- **Exercise objective**: Pull out every line with the word "green" from the entries below.

- **Extracted entries**:
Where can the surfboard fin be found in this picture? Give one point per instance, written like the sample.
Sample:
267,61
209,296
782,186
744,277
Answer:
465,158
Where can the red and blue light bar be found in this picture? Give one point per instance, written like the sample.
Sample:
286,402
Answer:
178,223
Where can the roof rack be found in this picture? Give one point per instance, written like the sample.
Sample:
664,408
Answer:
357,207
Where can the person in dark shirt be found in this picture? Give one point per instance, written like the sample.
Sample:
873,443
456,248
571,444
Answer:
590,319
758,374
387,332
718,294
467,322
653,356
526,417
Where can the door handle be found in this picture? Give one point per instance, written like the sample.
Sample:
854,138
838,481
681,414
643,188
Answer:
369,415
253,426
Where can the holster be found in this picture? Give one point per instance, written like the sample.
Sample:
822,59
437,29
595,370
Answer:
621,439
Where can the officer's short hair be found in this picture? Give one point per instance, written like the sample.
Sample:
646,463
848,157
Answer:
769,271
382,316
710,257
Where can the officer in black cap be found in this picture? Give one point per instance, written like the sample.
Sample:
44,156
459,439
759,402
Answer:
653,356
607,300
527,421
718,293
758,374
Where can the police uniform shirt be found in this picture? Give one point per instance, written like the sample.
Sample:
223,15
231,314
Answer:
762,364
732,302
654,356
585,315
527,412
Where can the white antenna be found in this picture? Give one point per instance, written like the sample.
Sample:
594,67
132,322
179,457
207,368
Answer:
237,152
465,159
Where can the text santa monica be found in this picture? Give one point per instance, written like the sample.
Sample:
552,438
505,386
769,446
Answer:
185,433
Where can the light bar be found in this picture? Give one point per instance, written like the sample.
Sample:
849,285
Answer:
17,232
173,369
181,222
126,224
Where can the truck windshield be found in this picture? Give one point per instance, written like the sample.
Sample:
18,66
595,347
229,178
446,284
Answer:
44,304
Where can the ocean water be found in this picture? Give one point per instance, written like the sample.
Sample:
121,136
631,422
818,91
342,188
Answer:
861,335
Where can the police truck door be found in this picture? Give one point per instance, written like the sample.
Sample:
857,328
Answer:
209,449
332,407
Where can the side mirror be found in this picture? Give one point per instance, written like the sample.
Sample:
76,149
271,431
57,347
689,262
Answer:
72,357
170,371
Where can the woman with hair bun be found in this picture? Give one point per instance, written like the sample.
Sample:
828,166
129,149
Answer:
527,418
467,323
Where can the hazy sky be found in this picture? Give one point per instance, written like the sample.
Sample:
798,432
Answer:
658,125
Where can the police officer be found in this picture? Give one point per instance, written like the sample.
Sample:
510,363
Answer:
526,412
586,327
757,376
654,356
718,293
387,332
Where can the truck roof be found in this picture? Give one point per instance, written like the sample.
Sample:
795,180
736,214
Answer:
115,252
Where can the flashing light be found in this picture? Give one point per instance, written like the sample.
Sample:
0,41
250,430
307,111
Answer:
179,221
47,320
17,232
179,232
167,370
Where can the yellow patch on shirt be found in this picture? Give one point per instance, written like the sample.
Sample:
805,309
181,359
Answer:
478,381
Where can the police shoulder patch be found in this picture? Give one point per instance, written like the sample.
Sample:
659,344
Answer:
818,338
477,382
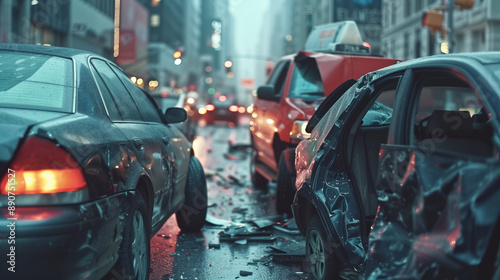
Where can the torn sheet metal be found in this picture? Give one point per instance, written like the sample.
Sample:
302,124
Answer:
436,218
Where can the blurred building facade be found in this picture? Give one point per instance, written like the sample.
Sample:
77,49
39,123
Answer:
139,35
403,36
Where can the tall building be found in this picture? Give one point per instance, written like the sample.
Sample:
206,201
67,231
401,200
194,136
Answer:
476,29
174,25
59,23
94,35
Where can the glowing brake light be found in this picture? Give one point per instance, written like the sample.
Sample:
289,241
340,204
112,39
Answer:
233,108
42,167
210,107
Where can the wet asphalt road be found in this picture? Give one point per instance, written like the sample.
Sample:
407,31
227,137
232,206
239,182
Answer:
243,238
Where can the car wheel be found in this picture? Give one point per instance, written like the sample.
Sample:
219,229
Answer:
320,257
192,215
284,188
134,253
258,181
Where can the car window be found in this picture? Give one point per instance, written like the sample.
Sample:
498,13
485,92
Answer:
109,102
306,81
35,81
126,106
449,116
380,113
327,122
148,110
278,76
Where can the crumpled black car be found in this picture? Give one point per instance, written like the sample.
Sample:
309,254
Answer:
90,168
400,178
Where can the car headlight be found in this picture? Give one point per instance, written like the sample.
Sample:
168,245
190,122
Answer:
298,131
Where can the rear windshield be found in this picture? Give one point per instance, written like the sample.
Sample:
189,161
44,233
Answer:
35,81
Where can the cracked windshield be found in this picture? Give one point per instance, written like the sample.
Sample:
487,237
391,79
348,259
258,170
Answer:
249,139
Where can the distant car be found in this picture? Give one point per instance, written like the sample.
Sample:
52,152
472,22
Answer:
90,169
294,90
221,107
400,177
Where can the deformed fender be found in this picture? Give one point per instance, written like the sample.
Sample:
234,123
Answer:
437,215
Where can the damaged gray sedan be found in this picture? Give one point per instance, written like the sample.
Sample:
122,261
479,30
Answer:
90,168
400,178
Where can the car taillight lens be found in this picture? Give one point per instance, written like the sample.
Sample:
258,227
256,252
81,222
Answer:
210,107
42,167
233,108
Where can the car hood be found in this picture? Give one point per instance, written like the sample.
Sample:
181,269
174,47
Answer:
14,124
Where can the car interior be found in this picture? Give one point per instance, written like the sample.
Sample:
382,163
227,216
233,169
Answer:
450,118
368,132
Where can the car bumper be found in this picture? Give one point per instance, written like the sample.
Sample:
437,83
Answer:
62,242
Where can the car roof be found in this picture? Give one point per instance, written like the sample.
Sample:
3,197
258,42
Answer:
76,54
458,59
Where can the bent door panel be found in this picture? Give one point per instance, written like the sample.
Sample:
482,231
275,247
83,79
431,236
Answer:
436,210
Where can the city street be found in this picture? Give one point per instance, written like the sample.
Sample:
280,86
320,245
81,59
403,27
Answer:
243,237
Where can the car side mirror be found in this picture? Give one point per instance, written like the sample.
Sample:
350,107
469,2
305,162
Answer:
267,93
175,115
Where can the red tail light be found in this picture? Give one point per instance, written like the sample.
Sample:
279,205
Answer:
233,108
210,107
42,167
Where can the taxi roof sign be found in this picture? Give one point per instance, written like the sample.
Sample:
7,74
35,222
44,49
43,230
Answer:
342,36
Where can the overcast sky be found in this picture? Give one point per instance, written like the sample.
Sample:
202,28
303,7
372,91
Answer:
248,15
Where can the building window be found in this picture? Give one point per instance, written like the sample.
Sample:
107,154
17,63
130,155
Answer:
417,43
407,8
406,46
418,6
394,12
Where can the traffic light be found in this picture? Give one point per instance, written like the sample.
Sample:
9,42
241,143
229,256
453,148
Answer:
229,64
177,57
434,20
464,4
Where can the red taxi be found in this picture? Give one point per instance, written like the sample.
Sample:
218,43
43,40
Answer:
333,54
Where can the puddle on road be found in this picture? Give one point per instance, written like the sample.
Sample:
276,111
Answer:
243,236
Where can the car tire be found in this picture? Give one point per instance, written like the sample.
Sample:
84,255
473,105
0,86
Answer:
284,188
258,181
320,257
192,215
134,252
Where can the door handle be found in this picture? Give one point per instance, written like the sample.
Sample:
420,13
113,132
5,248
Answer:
138,144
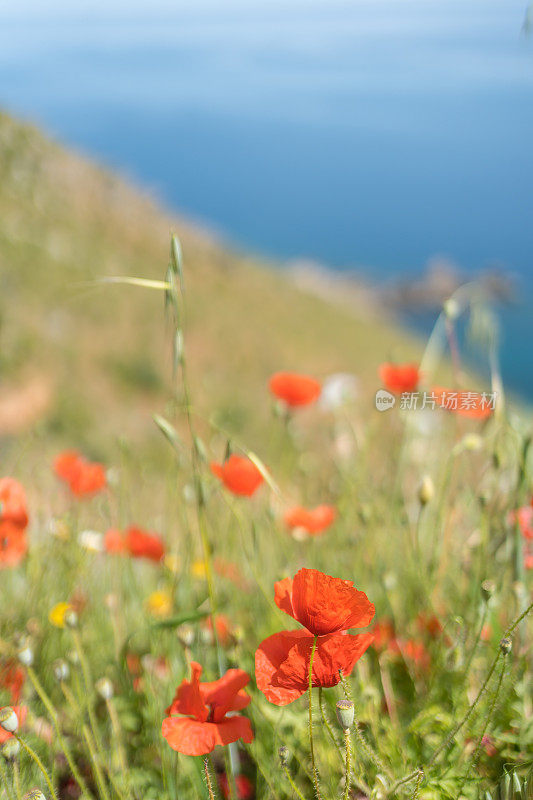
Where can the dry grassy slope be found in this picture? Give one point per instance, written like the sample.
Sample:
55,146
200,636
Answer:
87,366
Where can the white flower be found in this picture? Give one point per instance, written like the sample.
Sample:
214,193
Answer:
338,389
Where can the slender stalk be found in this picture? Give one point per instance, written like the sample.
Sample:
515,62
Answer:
33,755
6,783
208,779
311,740
419,777
16,780
348,746
53,716
488,720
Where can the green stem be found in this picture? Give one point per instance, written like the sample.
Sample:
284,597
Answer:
53,716
294,788
488,719
348,746
311,740
33,755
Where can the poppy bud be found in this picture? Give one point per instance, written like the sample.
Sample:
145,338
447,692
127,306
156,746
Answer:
506,645
25,655
11,749
71,618
345,713
487,590
104,687
8,719
61,670
426,491
34,794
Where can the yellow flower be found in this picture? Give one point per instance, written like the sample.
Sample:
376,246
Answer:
198,569
58,613
159,604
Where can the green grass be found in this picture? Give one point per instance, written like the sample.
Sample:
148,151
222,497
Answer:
106,354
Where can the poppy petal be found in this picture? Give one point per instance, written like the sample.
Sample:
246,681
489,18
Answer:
324,604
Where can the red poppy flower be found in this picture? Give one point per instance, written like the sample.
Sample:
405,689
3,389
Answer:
12,680
21,713
314,520
294,389
473,405
239,475
13,510
134,542
205,706
323,604
13,545
282,662
398,378
83,477
244,786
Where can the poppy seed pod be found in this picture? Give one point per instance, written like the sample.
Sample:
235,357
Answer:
345,713
8,719
61,670
426,491
11,749
506,645
487,590
34,794
104,687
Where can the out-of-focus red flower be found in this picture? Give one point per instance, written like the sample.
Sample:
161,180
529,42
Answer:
294,389
327,607
323,604
13,545
474,405
21,712
238,474
204,707
66,464
13,510
314,520
524,518
84,477
12,680
244,786
134,542
398,378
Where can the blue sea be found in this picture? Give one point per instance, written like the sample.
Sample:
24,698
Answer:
372,135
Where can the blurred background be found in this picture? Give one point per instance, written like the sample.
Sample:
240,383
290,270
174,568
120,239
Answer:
389,140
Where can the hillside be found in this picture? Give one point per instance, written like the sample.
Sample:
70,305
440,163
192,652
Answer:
87,365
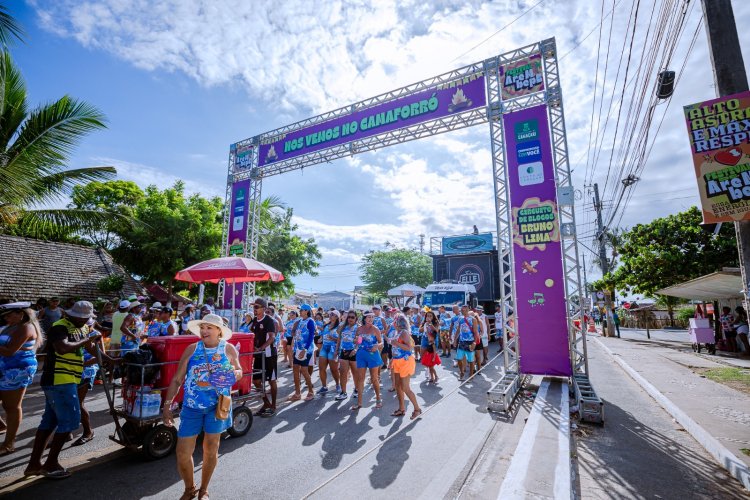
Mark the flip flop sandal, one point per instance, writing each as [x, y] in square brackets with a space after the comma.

- **Response area**:
Where can the green stem be found in this picture? Give one point per instance, written like the sample.
Where can the green grass be found in this picture? Give one point per instance, written like the sample.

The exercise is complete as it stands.